Collection entries
- - - - -

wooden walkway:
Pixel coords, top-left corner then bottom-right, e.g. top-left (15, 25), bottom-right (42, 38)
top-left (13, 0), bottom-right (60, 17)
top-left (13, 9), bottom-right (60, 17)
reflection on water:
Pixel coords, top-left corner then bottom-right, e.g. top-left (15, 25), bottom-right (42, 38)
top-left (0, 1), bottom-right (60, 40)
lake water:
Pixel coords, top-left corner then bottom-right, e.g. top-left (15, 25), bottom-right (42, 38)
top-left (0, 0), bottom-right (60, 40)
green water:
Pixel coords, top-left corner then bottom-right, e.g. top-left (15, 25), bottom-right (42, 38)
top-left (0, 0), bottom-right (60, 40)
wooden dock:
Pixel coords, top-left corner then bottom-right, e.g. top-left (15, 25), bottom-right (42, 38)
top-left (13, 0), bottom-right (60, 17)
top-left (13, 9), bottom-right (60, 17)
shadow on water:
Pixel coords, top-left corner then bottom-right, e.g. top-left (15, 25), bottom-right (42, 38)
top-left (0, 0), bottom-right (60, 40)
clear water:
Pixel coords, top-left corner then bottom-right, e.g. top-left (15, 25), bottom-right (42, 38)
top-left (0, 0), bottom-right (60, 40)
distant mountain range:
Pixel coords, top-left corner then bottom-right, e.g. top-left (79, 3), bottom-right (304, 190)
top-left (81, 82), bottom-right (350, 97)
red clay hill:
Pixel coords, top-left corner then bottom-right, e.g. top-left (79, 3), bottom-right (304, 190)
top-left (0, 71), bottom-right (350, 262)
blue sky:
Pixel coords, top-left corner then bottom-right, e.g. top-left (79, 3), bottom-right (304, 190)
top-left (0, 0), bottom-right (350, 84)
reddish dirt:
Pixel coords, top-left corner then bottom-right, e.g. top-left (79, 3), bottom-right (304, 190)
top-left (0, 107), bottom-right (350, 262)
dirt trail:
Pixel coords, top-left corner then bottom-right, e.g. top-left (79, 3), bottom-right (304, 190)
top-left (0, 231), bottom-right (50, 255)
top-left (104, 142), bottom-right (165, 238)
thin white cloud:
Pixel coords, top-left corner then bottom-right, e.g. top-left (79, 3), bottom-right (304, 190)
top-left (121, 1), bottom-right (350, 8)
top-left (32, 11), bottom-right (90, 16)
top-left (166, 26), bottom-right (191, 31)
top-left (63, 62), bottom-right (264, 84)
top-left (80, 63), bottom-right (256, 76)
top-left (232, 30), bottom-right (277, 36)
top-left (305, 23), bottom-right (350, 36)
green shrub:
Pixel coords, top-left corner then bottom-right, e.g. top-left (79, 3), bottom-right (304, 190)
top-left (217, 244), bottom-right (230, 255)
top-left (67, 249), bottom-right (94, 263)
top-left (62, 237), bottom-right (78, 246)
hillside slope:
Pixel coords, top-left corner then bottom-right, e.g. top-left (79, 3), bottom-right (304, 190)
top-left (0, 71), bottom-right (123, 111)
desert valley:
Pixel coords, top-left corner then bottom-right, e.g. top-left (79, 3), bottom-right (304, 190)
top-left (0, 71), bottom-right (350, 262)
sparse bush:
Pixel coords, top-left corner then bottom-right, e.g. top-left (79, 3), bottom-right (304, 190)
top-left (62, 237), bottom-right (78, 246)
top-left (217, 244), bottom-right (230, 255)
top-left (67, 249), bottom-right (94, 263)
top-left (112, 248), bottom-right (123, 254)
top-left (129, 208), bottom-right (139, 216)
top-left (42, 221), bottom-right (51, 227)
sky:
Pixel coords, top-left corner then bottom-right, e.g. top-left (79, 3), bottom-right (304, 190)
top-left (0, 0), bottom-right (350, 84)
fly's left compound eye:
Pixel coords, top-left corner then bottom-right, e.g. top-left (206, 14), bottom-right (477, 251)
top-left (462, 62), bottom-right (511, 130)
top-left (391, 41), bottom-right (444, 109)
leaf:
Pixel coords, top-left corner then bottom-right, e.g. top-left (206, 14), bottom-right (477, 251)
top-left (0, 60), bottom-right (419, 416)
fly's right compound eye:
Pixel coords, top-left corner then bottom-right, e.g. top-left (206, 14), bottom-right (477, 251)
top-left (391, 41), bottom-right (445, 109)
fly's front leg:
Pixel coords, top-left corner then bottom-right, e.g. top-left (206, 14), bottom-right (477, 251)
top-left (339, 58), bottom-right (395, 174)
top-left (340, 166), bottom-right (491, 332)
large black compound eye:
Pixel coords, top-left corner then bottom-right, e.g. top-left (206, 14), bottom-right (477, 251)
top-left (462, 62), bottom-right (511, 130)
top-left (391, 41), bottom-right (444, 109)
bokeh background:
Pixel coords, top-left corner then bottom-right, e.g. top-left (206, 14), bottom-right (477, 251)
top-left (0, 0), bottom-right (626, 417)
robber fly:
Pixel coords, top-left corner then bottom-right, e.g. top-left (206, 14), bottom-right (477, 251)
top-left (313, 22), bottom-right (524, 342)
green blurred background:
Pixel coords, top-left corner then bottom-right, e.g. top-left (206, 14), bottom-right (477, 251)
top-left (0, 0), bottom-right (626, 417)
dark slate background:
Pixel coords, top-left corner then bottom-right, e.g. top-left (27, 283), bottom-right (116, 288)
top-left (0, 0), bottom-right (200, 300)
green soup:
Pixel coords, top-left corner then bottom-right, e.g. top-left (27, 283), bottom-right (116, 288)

- - - - -

AIM
Which lines in the items above contain the word "compound"? Extract each of those lines.

EXERCISE SOLUTION
fly's left compound eye:
fly's right compound eye:
large black compound eye:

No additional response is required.